### Directions
Please filter the rows below and copy out every row that contains the string "ceiling". Case matters.

(Data listing)
++++++++++

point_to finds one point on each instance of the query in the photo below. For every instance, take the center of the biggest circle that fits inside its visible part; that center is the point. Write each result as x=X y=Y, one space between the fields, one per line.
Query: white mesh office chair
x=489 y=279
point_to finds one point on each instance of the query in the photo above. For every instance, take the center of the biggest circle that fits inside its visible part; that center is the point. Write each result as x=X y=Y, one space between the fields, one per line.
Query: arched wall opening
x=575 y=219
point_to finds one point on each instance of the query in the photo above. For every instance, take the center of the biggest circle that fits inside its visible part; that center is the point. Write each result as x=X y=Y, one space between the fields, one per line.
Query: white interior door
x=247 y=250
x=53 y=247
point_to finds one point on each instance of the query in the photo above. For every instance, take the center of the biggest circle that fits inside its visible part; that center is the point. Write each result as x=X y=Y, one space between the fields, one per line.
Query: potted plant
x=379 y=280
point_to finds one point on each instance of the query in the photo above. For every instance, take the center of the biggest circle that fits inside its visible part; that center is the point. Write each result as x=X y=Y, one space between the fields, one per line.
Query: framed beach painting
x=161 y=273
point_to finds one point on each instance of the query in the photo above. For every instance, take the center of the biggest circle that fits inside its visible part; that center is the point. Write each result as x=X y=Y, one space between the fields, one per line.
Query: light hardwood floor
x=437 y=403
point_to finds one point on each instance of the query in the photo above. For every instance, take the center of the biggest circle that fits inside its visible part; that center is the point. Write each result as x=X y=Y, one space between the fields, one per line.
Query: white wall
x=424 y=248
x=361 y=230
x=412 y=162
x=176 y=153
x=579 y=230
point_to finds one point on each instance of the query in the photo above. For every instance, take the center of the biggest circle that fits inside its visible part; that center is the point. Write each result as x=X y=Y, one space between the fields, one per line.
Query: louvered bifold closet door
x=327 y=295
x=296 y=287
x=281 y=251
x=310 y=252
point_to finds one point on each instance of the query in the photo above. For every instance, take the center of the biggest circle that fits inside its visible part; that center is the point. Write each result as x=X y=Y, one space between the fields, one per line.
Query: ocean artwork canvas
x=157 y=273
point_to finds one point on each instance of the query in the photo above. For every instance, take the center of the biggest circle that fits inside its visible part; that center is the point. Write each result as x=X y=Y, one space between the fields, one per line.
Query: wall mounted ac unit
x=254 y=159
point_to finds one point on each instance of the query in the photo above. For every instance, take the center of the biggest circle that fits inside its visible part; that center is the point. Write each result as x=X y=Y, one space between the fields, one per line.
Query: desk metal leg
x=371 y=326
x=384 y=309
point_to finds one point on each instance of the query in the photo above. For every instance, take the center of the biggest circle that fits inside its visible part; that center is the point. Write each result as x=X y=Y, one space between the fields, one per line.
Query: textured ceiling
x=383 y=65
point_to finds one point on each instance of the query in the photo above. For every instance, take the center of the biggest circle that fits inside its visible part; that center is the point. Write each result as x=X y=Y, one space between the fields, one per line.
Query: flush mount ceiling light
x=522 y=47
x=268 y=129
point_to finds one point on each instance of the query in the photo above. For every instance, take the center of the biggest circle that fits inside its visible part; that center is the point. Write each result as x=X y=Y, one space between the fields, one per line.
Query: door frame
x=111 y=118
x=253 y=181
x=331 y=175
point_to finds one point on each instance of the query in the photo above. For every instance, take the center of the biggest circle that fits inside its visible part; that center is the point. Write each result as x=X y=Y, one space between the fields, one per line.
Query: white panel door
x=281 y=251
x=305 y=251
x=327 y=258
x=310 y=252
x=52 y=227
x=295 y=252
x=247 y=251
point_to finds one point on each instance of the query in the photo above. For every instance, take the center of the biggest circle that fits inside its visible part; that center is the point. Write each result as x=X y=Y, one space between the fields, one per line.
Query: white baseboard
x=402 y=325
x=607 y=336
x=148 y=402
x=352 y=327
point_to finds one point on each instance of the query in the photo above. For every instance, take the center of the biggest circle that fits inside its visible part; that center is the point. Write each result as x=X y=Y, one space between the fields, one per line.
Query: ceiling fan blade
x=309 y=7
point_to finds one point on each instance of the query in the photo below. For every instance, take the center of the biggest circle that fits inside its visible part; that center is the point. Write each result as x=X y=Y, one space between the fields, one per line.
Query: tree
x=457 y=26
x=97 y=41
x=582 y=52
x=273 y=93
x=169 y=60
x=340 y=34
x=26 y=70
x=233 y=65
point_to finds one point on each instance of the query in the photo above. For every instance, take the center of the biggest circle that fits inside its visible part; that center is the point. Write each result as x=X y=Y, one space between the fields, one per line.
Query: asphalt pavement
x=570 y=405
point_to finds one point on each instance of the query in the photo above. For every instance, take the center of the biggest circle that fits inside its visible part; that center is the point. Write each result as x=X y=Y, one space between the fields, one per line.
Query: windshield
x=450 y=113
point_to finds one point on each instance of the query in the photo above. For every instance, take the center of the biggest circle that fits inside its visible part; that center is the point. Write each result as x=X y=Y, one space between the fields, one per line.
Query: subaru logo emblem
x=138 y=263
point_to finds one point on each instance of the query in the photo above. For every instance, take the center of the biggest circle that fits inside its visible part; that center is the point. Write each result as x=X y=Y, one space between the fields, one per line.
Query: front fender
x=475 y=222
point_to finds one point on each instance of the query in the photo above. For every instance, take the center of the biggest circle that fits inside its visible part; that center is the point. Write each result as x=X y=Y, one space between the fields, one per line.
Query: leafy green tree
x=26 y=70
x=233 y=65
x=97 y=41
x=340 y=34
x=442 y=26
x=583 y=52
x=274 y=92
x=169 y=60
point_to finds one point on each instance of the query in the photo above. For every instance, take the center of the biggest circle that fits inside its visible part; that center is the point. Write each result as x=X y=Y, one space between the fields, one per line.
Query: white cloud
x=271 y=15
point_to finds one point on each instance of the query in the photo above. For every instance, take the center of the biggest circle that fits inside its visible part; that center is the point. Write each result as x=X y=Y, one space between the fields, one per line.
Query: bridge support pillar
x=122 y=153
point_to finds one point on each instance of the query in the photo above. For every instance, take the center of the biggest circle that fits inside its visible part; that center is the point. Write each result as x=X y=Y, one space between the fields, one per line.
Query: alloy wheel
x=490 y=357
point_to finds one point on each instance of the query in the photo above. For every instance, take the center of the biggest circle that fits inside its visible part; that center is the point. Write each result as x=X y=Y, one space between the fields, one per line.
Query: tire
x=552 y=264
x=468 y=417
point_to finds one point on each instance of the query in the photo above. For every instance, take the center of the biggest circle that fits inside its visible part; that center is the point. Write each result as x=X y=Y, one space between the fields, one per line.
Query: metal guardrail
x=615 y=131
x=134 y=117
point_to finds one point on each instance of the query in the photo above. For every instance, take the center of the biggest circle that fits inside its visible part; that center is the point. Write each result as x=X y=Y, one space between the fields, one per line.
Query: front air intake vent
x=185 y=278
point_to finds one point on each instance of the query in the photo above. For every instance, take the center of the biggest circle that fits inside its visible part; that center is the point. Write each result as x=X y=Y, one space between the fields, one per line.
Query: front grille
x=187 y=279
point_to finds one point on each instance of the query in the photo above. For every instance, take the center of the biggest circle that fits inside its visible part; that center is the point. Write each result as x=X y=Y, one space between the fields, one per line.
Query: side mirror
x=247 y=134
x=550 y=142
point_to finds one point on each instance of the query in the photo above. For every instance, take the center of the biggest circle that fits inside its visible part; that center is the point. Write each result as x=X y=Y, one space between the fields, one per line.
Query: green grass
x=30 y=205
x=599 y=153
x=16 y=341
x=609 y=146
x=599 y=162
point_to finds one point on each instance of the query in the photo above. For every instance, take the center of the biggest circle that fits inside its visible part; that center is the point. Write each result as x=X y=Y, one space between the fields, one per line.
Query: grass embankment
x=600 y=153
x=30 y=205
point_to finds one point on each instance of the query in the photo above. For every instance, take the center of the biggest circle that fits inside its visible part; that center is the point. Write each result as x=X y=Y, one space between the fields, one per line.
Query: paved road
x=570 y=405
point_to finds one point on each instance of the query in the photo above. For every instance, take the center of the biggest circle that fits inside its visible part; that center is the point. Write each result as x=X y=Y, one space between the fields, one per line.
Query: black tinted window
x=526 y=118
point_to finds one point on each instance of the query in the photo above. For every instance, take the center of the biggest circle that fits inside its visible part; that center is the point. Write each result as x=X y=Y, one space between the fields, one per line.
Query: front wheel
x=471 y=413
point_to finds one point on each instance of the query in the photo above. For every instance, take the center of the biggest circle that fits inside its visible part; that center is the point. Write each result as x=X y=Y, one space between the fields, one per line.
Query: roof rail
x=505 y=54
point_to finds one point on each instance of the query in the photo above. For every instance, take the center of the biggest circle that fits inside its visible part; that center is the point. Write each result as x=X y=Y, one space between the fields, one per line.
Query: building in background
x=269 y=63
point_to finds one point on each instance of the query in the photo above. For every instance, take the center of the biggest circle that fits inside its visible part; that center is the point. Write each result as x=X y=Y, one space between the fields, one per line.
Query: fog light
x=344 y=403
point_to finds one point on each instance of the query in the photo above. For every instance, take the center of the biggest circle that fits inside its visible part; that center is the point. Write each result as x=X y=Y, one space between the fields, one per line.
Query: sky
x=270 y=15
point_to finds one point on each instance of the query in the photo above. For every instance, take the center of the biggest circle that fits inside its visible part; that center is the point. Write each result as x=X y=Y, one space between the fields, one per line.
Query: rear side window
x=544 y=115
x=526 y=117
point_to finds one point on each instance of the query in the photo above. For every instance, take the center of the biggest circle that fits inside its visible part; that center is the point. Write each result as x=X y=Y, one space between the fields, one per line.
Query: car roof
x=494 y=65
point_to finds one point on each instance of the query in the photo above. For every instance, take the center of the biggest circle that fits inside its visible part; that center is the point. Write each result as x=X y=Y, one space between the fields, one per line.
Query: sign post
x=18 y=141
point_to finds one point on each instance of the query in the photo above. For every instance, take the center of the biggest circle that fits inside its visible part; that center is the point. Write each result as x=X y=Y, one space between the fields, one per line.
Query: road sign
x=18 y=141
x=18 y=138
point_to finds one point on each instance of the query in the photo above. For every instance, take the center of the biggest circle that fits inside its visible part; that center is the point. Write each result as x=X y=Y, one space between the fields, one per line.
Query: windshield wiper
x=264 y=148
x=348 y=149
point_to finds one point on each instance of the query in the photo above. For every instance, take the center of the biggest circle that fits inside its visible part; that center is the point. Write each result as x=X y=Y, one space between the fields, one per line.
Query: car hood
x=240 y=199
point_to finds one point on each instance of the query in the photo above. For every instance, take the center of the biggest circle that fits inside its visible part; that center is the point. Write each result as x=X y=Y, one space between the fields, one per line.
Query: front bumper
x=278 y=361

++++++++++

### Task result
Query: textured ceiling
Query: flush mount ceiling light
Query: ceiling fan blade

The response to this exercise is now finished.